- [Objetivo do exercício]: Reproduza na íntegra, palavra por palavra, o texto sobre Macunaíma.

- [Texto fornecido]:
"""
No ano de 1928 foi publicada uma das mais importantes obras
da literatura nacional, Macunaíma
– o herói sem nenhum caráter,
de Mário de Andrade.
Escrito em aproximadamente uma semana, no mês de dezembro de
1926, e revisado no ano seguinte, o livro nos conta as aventuras da personagem Macunaíma em busca da famosa pedra muiraquitã.
Influências e temas
Influências e temas
Para escrever o livro, Mário de Andrade utilizou como
matéria-prima seus aprofundados conhecimentos sobre o folclore brasileiro e a cultura indígena.
Uma das mais citadas influências que recebeu o autor foi a
pesquisa etnográfica sobre as populações indígenas da América do Sul feita
pelo alemão Koch-Grunberg.
Os relatos dessas pesquisas de campo foram utilizados por
Mário de Andrade para a composição de Macunaíma.
Um exemplo são as várias aventuras vividas pelo protagonista e seus
irmãos que são inspiradas nos mitos transcritos pelo etnólogo alemão.
A utilização da temática indígena configura um projeto nacional da época de busca dos valores nativos brasileiros.
Outro elemento privilegiado por Mário de Andrade foi a
aproximação entre o discurso literário e a linguagem oral, ou melhor, entre a
linguagem literária e a fala
cotidiana.
"""
[Itens do conjunto de dados]
"""
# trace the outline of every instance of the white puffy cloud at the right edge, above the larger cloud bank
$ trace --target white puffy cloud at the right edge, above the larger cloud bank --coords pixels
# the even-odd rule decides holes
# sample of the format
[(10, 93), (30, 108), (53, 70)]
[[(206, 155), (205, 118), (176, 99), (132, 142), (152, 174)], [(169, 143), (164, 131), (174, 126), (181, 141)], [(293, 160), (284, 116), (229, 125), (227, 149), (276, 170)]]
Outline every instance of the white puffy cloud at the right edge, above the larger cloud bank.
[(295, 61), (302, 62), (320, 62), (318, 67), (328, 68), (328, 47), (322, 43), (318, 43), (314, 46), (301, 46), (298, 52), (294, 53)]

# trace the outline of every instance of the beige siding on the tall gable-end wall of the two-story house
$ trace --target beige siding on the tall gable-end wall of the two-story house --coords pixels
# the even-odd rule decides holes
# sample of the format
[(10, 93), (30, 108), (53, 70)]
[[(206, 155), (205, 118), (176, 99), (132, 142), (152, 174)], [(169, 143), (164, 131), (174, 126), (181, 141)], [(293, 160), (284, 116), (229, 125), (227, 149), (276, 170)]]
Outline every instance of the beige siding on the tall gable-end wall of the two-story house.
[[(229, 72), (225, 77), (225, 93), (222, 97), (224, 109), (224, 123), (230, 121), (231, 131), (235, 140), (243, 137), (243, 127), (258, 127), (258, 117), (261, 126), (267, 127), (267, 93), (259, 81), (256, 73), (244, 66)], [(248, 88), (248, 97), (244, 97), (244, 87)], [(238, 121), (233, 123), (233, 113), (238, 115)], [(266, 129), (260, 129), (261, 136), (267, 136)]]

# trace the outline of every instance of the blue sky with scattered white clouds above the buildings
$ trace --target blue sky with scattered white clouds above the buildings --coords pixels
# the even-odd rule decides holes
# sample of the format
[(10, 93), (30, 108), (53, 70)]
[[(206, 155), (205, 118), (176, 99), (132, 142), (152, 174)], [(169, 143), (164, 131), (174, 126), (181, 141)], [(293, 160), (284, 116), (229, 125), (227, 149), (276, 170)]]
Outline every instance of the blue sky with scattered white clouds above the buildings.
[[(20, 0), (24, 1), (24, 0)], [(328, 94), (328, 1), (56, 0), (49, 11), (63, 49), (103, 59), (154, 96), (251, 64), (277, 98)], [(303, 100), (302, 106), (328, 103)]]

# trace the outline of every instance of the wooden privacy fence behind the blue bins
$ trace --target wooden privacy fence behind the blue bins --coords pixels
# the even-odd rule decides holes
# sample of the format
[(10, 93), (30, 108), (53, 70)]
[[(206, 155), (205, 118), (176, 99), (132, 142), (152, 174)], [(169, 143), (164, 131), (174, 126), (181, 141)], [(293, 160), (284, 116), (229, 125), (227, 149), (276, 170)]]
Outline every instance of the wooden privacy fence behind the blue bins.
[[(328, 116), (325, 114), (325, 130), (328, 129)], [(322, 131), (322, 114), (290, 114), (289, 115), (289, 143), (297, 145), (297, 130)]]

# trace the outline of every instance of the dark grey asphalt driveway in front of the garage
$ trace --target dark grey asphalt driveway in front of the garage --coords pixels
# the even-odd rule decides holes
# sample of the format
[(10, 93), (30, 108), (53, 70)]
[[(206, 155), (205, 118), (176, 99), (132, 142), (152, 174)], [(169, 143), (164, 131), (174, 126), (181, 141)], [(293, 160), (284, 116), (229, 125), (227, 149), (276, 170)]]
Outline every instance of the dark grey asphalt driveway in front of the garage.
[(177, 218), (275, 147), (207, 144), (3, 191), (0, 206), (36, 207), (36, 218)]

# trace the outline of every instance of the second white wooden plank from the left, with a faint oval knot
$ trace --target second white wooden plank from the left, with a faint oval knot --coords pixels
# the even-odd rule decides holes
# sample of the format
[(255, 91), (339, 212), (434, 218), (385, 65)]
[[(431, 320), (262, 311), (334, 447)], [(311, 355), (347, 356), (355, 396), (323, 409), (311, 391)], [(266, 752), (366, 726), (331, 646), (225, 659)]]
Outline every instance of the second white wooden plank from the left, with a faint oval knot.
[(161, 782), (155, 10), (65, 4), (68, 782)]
"""
- [Resultado]:
No ano de 1928 foi publicada uma das mais importantes obras
da literatura nacional, Macunaíma
– o herói sem nenhum caráter,
de Mário de Andrade.
Escrito em aproximadamente uma semana, no mês de dezembro de
1926, e revisado no ano seguinte, o livro nos conta as aventuras da personagem Macunaíma em busca da famosa pedra muiraquitã.
Influências e temas
Influências e temas
Para escrever o livro, Mário de Andrade utilizou como
matéria-prima seus aprofundados conhecimentos sobre o folclore brasileiro e a cultura indígena.
Uma das mais citadas influências que recebeu o autor foi a
pesquisa etnográfica sobre as populações indígenas da América do Sul feita
pelo alemão Koch-Grunberg.
Os relatos dessas pesquisas de campo foram utilizados por
Mário de Andrade para a composição de Macunaíma.
Um exemplo são as várias aventuras vividas pelo protagonista e seus
irmãos que são inspiradas nos mitos transcritos pelo etnólogo alemão.
A utilização da temática indígena configura um projeto nacional da época de busca dos valores nativos brasileiros.
Outro elemento privilegiado por Mário de Andrade foi a
aproximação entre o discurso literário e a linguagem oral, ou melhor, entre a
linguagem literária e a fala
cotidiana.